▶ **ASSIGNED TASK**:
Go through the data below and return each line where the string "striped" appears.

Collected data entries
--------

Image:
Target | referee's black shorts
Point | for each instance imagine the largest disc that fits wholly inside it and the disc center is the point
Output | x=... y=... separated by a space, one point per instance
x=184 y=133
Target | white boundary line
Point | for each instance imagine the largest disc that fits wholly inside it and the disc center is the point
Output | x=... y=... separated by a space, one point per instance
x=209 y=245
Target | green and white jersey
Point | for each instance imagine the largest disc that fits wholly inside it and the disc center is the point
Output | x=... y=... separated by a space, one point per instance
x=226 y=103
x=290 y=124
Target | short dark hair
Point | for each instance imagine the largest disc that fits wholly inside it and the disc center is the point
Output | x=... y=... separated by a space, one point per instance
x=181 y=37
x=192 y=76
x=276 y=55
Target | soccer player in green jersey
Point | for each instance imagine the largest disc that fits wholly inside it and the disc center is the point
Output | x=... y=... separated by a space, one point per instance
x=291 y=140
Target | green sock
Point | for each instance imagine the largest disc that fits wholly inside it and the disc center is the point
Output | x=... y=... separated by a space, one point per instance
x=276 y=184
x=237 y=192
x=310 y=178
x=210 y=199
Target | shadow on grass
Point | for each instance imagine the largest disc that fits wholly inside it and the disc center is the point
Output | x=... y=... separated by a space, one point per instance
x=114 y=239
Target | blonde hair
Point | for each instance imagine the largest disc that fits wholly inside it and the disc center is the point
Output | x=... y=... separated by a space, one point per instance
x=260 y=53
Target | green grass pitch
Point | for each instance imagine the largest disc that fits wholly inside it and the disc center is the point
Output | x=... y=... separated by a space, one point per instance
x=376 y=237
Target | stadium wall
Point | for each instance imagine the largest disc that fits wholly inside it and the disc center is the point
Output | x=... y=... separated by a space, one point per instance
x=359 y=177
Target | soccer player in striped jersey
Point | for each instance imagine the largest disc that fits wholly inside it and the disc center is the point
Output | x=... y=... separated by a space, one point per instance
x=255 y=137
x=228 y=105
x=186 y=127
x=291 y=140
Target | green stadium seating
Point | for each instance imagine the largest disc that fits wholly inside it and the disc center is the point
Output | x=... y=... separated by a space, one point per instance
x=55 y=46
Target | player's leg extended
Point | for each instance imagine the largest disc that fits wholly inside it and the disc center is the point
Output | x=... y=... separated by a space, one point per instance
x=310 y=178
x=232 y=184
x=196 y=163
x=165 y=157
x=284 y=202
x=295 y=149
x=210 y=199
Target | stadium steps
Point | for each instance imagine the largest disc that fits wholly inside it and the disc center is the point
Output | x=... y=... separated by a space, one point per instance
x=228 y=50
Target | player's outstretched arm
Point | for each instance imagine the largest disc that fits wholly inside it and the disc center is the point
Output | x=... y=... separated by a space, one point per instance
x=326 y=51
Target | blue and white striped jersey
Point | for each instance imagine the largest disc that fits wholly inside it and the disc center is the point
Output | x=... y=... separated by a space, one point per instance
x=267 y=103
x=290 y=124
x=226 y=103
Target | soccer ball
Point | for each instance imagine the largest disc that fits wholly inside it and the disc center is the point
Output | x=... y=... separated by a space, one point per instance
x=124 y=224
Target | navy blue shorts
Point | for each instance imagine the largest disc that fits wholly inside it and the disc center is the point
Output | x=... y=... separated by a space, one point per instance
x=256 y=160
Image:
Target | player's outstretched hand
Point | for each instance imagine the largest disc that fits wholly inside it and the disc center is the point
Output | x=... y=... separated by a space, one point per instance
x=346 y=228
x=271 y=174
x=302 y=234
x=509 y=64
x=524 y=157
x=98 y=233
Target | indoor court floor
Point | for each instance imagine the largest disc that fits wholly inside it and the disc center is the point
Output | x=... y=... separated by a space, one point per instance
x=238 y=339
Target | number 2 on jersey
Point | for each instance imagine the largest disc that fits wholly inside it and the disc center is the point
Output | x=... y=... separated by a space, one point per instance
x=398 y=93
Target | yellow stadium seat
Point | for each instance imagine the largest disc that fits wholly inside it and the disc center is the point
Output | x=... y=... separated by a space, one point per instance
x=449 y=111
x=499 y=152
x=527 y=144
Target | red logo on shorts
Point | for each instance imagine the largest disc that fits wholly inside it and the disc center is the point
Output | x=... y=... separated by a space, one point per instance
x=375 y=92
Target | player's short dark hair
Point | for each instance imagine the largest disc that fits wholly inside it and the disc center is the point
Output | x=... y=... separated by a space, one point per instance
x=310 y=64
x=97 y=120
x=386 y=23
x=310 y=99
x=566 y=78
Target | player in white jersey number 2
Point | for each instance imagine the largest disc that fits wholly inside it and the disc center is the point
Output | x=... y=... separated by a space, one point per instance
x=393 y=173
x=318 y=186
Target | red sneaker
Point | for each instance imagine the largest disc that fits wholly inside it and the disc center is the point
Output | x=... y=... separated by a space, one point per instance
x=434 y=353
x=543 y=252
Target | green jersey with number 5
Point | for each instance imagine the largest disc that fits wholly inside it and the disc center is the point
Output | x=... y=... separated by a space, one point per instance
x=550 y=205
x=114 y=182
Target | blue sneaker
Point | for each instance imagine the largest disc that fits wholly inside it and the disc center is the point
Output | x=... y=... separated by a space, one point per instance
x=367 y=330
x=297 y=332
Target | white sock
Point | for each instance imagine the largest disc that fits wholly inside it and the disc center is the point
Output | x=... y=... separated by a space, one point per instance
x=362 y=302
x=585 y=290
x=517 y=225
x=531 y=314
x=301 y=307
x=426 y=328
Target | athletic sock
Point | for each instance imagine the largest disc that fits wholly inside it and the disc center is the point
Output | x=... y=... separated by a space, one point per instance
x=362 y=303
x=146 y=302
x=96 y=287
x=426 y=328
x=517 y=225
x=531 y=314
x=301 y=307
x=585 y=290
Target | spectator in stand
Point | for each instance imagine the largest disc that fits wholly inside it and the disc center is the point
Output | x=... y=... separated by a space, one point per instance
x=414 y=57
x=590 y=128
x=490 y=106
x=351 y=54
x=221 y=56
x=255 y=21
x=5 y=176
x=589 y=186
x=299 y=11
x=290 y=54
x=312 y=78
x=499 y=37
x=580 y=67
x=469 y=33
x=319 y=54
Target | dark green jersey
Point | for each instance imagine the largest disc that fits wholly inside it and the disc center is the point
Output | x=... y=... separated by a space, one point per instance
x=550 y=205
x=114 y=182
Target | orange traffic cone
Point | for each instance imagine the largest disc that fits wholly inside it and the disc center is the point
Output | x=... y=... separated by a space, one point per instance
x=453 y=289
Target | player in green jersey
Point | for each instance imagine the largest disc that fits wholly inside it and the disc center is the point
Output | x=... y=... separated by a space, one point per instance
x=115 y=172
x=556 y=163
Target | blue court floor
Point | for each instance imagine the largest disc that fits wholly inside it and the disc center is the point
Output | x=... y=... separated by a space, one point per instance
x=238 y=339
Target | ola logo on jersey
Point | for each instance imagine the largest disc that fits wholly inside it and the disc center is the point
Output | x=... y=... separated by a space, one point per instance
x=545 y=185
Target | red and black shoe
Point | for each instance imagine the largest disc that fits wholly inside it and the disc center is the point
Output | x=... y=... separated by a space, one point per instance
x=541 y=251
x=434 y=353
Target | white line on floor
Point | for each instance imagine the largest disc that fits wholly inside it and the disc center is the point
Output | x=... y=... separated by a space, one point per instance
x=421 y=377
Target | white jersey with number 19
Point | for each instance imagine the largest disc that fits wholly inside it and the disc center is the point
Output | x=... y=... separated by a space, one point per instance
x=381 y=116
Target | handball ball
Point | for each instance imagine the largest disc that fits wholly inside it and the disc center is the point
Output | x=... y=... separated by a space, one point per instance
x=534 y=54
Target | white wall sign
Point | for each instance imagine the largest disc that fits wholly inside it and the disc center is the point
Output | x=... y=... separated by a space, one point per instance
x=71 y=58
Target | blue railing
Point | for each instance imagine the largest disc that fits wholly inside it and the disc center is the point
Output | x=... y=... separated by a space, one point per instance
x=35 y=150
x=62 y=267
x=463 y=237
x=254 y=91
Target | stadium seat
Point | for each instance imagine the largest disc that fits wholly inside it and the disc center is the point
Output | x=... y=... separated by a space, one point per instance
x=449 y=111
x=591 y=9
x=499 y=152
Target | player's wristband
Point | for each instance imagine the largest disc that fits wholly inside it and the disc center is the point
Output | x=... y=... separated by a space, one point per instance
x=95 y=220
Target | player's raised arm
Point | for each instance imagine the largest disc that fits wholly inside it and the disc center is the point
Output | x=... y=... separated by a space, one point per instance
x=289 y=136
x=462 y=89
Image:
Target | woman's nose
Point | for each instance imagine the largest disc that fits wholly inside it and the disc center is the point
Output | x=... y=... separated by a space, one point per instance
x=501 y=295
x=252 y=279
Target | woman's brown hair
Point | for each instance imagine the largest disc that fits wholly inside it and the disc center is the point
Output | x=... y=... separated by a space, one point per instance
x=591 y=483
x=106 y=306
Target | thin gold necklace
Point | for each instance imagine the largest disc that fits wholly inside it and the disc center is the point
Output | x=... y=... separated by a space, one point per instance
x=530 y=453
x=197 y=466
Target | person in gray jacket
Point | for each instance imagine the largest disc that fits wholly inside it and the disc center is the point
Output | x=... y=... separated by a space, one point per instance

--------

▶ **RESPONSE FOR THIS EXERCISE**:
Target | soccer player in striped jersey
Target | blue and white striped jersey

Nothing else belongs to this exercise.